Activity
Among the entries that follow, how many lines contain the string "below"? Answer with that number only.
Top of Recorded data
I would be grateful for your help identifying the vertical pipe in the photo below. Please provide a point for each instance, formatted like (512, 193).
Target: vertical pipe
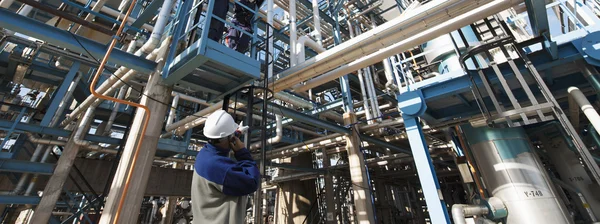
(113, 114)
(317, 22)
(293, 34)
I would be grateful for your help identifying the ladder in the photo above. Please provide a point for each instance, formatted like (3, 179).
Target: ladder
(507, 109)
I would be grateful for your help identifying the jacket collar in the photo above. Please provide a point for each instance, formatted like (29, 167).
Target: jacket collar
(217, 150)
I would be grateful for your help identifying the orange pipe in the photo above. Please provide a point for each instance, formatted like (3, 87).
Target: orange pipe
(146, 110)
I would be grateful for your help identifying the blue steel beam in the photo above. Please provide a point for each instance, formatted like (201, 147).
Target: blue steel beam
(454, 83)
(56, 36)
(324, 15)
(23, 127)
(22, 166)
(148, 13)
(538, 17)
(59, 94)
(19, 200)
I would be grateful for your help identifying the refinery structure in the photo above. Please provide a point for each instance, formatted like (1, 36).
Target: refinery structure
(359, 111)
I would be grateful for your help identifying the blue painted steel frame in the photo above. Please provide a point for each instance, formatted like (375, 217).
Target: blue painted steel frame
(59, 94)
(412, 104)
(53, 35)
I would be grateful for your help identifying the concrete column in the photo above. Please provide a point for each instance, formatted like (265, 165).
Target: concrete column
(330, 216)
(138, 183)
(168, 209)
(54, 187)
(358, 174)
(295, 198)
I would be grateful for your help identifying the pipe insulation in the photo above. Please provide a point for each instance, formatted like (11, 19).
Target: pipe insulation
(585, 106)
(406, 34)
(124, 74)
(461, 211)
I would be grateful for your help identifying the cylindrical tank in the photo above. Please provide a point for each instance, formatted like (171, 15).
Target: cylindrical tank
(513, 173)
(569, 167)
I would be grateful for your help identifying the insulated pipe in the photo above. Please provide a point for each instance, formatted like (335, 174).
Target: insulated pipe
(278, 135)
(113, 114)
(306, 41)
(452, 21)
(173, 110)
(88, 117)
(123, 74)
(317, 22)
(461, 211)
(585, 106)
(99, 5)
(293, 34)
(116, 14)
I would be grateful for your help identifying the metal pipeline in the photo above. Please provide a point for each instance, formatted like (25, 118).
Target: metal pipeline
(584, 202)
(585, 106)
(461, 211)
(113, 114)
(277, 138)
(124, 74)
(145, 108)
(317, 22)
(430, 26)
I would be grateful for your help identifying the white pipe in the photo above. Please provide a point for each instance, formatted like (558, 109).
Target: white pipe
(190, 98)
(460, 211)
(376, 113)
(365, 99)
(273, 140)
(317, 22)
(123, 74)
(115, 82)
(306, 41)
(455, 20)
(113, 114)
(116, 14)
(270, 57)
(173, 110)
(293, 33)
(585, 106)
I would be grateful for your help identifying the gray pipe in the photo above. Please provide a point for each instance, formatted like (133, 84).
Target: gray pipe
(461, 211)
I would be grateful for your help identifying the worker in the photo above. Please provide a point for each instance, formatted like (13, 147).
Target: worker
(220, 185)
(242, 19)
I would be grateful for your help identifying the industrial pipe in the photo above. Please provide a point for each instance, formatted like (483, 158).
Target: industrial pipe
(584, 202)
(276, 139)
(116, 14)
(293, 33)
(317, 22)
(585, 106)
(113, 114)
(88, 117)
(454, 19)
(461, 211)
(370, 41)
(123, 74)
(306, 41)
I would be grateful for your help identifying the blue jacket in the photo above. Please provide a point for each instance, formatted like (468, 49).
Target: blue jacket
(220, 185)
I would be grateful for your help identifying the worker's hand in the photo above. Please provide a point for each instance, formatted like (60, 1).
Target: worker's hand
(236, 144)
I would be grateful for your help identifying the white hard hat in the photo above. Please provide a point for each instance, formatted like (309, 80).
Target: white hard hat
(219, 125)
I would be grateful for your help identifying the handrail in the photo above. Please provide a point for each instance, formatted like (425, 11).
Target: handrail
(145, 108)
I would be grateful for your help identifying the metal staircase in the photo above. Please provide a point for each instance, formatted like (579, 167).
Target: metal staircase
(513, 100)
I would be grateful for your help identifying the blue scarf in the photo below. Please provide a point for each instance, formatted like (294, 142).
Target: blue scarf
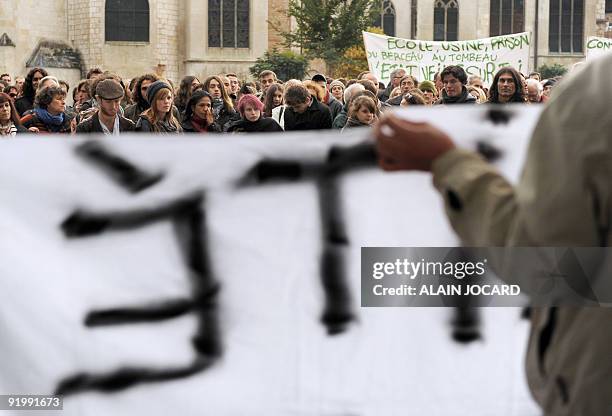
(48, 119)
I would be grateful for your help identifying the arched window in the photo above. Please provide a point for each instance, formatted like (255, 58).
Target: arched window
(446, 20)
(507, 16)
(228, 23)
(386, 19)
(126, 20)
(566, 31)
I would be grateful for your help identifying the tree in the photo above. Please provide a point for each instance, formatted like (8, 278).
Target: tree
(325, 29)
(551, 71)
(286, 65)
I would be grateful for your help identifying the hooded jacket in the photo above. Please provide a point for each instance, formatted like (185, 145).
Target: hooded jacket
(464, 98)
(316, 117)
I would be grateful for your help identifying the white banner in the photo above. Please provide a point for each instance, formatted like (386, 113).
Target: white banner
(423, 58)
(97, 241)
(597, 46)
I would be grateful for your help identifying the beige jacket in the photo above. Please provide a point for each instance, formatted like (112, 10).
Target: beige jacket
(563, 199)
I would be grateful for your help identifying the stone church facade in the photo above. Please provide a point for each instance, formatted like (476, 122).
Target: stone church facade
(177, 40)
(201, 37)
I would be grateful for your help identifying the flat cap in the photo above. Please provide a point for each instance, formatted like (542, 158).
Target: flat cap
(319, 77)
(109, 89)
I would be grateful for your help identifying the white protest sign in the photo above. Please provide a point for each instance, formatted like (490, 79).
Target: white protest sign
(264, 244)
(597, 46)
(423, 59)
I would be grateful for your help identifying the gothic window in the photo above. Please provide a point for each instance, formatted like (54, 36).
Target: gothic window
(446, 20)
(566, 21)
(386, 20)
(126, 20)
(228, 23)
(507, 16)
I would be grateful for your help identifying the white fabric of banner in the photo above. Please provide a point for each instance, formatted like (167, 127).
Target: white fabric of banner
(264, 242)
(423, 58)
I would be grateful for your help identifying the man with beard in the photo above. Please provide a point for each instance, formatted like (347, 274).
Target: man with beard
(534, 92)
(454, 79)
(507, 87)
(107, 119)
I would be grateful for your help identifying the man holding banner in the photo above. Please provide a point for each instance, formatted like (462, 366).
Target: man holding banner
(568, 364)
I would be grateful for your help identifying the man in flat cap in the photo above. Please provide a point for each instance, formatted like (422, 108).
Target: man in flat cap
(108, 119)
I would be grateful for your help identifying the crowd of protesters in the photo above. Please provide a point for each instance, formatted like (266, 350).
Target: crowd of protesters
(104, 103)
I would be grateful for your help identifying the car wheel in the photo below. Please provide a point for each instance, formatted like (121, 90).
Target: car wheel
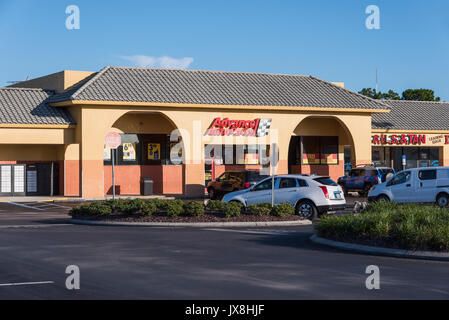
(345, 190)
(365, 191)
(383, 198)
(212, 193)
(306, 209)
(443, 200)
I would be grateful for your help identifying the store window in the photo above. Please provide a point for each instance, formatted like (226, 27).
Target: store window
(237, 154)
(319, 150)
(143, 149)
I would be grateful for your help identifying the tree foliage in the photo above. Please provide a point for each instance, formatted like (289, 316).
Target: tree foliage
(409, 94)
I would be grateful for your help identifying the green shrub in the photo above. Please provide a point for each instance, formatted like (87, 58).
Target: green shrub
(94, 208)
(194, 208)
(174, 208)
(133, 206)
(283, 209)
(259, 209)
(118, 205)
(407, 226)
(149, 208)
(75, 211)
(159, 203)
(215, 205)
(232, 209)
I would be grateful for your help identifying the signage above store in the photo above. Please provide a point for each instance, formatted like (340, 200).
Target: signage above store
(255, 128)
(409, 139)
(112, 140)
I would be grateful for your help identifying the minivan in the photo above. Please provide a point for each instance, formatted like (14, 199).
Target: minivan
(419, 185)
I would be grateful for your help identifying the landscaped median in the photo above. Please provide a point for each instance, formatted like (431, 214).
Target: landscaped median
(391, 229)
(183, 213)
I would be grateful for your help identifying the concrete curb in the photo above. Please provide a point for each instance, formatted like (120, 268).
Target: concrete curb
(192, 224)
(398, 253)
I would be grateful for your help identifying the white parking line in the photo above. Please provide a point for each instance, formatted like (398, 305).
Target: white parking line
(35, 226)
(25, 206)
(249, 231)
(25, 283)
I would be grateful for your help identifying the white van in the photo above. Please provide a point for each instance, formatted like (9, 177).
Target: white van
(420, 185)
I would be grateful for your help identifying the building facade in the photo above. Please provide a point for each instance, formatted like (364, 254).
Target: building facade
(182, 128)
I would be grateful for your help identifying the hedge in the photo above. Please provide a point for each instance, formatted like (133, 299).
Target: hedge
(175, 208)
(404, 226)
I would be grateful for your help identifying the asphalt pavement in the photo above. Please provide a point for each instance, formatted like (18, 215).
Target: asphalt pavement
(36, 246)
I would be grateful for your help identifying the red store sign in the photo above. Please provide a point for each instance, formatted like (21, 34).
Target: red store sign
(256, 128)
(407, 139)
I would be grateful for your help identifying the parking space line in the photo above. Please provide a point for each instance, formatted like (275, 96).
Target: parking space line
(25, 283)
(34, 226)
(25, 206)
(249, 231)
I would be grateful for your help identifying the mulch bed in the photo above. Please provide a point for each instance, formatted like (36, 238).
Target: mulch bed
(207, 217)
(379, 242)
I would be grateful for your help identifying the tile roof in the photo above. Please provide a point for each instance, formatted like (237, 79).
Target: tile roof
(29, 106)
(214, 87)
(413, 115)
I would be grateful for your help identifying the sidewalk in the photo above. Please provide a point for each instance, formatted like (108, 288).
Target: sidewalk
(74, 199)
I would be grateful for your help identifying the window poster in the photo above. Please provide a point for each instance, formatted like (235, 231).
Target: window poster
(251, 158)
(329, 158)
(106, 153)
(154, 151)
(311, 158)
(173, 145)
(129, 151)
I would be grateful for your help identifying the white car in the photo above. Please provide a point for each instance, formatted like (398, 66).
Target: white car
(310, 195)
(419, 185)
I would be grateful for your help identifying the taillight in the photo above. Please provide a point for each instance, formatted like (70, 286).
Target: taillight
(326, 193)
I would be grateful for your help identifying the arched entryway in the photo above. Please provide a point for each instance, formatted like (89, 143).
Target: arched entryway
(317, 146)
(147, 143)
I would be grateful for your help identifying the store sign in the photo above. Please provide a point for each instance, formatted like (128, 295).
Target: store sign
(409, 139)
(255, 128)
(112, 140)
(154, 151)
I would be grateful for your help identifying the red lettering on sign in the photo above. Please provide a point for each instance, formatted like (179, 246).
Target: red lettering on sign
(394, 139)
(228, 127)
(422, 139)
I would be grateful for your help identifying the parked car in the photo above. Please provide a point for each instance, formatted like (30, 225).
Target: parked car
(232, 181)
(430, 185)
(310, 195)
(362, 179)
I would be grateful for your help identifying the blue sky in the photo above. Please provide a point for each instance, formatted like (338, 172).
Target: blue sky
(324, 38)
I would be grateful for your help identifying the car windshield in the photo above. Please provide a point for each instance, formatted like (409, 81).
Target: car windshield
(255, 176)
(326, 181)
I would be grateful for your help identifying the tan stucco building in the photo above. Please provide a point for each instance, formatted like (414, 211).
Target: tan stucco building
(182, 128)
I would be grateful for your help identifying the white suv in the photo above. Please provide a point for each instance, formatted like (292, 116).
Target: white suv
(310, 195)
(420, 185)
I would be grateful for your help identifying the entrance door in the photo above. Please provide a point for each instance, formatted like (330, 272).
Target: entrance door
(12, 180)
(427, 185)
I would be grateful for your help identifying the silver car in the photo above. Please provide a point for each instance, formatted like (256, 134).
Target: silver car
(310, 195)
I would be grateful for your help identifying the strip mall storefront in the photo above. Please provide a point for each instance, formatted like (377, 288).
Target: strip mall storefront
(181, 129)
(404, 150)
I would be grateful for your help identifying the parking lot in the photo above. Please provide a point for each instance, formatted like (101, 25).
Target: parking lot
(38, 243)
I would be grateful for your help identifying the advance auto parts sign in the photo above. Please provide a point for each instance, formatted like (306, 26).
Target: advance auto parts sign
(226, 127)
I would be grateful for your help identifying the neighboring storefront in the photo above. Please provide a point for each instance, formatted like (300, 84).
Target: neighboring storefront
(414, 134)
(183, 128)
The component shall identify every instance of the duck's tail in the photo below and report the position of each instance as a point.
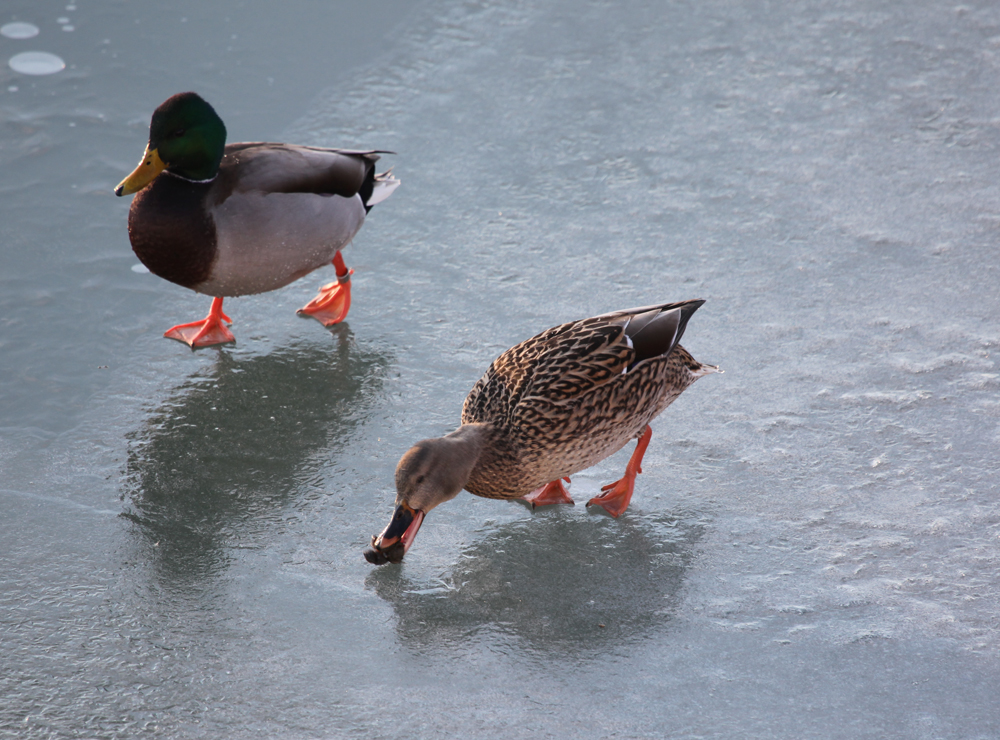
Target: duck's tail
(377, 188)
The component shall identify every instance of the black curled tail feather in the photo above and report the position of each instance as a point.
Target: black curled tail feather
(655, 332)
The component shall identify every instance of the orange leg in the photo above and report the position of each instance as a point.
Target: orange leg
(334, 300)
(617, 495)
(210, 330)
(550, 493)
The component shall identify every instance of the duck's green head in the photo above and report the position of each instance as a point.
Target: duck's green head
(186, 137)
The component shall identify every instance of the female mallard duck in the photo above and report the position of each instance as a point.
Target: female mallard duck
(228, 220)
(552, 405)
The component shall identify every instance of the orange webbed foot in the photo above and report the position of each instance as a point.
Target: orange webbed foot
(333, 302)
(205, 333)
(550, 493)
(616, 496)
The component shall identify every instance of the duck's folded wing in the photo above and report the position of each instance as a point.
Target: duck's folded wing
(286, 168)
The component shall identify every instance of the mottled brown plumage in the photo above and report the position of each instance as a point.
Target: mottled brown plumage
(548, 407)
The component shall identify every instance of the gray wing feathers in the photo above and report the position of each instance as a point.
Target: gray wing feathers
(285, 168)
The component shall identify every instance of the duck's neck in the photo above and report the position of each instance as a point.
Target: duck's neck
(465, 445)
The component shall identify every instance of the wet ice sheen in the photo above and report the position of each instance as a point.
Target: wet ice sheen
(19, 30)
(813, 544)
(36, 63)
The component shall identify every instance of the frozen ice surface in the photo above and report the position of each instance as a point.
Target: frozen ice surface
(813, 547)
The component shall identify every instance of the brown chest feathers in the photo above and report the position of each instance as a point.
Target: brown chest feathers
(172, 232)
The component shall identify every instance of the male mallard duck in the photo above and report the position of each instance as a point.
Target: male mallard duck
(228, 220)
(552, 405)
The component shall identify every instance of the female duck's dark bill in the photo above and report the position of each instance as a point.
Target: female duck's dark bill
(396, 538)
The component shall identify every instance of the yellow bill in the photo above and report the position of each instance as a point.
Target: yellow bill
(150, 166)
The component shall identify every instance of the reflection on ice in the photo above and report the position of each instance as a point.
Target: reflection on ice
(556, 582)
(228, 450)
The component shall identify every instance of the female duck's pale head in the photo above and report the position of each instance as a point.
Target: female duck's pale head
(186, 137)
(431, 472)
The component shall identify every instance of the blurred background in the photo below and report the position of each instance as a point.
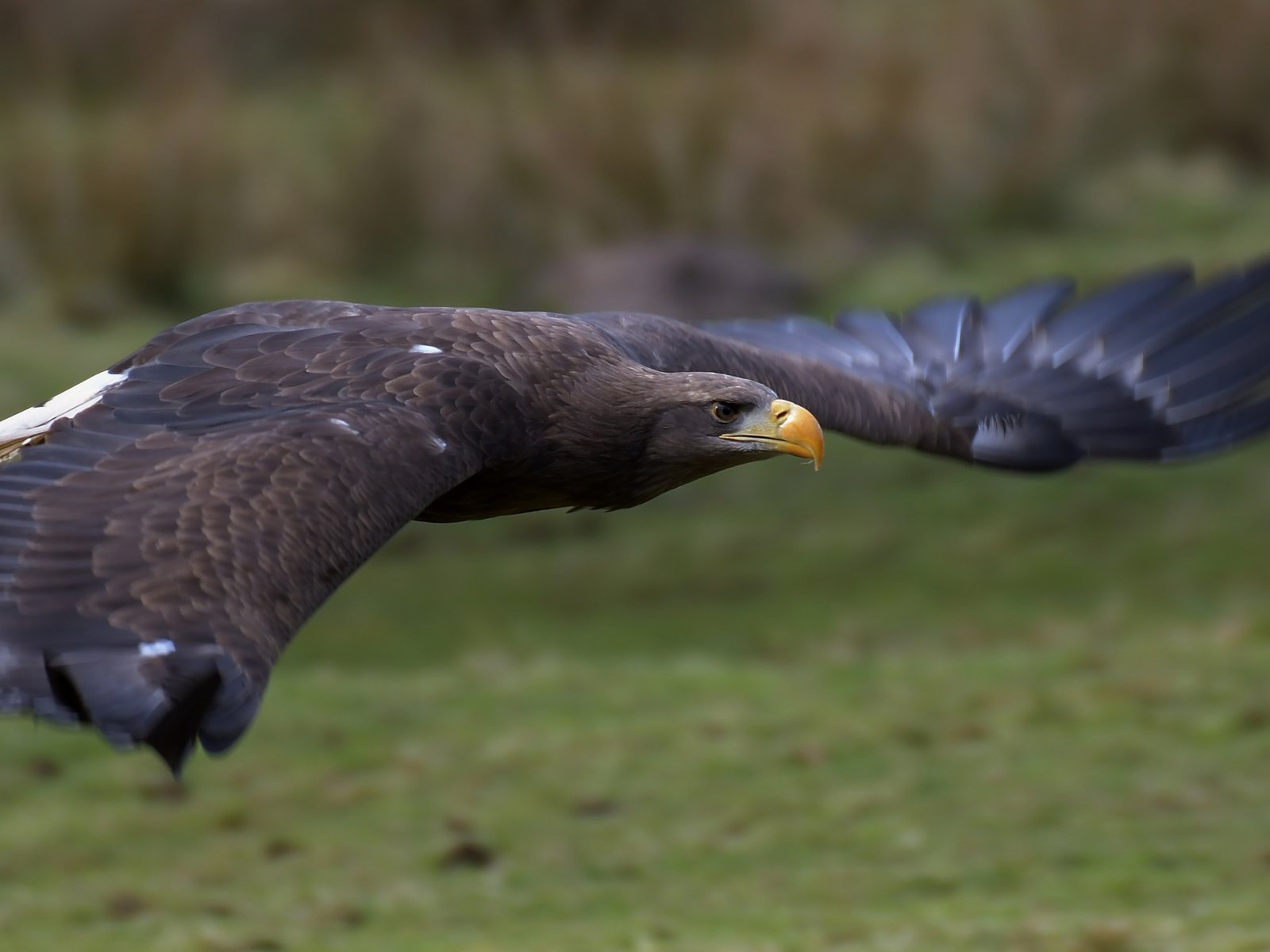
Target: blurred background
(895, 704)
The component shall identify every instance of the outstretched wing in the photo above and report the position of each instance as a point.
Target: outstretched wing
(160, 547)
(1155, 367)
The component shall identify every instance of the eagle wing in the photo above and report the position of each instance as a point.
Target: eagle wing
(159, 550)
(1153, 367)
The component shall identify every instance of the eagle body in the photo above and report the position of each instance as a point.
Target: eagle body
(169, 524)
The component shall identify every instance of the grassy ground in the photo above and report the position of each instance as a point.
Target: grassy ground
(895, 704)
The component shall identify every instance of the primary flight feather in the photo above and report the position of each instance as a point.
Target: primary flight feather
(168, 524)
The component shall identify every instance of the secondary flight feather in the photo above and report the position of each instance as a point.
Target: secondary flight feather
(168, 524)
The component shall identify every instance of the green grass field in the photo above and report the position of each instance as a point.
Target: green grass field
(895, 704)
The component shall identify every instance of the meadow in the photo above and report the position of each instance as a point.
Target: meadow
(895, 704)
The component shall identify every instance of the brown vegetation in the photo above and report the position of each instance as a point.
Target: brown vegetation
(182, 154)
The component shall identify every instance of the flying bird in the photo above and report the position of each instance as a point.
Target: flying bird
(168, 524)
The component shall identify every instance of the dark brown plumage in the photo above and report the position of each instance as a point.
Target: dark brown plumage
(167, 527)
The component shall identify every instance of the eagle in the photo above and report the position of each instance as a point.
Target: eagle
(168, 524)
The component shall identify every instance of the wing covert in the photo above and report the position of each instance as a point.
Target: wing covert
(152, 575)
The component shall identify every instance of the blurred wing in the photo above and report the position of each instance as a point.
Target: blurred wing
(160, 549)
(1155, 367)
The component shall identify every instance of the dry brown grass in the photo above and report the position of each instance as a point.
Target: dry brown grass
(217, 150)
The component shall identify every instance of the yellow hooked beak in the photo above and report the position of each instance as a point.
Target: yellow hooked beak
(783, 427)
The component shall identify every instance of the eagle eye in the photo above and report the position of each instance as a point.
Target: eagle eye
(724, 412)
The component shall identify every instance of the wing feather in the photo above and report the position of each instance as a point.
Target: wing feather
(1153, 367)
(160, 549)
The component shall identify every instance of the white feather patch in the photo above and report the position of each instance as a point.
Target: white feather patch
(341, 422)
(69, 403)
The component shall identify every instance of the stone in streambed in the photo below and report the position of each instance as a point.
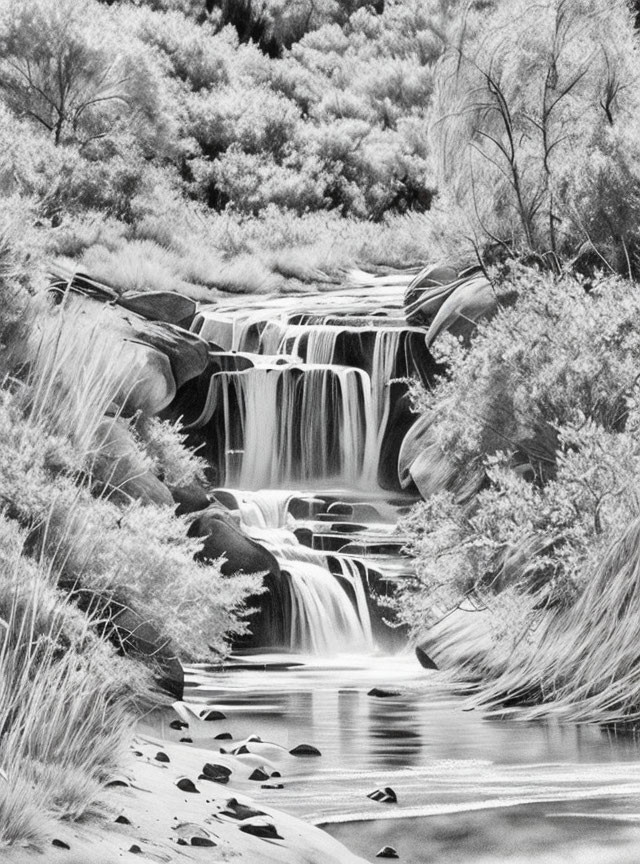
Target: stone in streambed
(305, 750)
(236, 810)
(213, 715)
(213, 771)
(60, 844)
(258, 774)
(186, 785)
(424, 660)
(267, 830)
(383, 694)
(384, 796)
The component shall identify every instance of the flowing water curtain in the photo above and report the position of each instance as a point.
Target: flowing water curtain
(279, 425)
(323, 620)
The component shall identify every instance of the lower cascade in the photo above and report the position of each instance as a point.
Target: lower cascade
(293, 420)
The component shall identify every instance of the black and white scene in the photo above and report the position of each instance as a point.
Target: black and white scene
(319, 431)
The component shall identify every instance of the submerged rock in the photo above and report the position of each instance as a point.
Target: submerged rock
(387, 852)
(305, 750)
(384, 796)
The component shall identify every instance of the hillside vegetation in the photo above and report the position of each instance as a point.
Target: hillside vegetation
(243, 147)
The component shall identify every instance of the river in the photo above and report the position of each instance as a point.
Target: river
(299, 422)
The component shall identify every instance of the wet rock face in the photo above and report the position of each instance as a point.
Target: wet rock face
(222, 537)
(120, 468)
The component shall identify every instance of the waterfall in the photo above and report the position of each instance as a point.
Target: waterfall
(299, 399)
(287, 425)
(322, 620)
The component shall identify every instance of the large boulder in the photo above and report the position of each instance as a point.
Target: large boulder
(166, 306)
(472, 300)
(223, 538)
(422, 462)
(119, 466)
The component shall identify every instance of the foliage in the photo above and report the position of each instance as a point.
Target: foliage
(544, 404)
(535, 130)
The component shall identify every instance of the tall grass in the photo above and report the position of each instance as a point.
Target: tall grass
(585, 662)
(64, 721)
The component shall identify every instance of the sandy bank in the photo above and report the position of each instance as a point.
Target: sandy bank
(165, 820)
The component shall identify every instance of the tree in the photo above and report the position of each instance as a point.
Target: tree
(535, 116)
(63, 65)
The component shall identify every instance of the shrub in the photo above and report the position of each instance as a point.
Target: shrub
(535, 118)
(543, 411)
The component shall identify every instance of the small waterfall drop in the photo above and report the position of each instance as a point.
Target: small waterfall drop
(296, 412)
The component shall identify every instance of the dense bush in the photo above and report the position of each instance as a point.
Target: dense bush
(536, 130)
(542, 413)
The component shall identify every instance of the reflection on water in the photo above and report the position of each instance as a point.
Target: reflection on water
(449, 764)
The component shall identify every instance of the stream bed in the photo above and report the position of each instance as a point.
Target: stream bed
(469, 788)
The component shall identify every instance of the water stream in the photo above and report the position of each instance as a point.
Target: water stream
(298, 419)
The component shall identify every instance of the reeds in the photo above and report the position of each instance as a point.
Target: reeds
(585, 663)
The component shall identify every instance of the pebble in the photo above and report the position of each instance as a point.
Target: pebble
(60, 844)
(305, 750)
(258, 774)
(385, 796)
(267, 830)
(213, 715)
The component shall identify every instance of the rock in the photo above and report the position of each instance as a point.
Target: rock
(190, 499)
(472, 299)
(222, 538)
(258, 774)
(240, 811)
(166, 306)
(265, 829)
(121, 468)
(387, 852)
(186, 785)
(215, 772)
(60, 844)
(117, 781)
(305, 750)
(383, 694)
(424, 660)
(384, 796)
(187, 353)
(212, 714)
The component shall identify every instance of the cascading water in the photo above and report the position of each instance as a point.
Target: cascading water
Bottom of Recorded data
Response area
6